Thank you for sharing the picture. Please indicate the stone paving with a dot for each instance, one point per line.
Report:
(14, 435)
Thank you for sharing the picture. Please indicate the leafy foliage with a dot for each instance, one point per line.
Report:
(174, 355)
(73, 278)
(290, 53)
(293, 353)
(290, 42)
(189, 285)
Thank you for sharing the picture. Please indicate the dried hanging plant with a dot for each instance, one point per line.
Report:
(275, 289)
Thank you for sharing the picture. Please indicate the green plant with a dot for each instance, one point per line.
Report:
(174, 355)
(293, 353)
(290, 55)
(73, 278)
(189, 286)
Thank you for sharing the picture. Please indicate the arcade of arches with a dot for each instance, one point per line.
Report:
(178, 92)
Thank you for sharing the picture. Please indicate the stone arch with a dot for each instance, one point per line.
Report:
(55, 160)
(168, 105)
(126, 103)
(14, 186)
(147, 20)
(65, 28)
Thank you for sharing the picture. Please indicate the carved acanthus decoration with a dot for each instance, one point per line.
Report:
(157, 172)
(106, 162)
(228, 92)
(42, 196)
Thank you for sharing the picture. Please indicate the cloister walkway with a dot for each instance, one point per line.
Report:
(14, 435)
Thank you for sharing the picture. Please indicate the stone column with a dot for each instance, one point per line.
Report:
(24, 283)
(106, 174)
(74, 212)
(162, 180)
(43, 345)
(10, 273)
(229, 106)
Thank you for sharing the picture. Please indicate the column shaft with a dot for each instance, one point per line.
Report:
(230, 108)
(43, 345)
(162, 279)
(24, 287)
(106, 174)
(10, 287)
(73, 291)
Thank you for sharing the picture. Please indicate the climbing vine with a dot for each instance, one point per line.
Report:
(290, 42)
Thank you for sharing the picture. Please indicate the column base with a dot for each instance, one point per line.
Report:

● **What to do**:
Your task is to write out the lines from the one with "Thank you for sharing the picture. Please indicate the cloister" through the end of the records, exactly and with nothing added.

● **Problem solution**:
Thank you for sharing the picture. Please indicate the cloister walkway with a dot for each instance, one point per line.
Report:
(14, 435)
Thank you for sharing the picture. Please indicate the stone column with a dot for each instance, one point per line.
Report:
(24, 283)
(106, 174)
(74, 212)
(162, 180)
(43, 345)
(10, 273)
(229, 106)
Thank you for sharing the picture. Please indicate the column shaft with a dot for each instance, one point per line.
Report:
(230, 108)
(43, 345)
(162, 279)
(24, 287)
(106, 174)
(10, 287)
(73, 291)
Thank you for sharing the picture. Please indicate the climbing vine with a dot for each instance, one point per line.
Report:
(290, 42)
Thank you for sharing the picture. Please indicate the column base with a dot for each instance, one point per line.
Report:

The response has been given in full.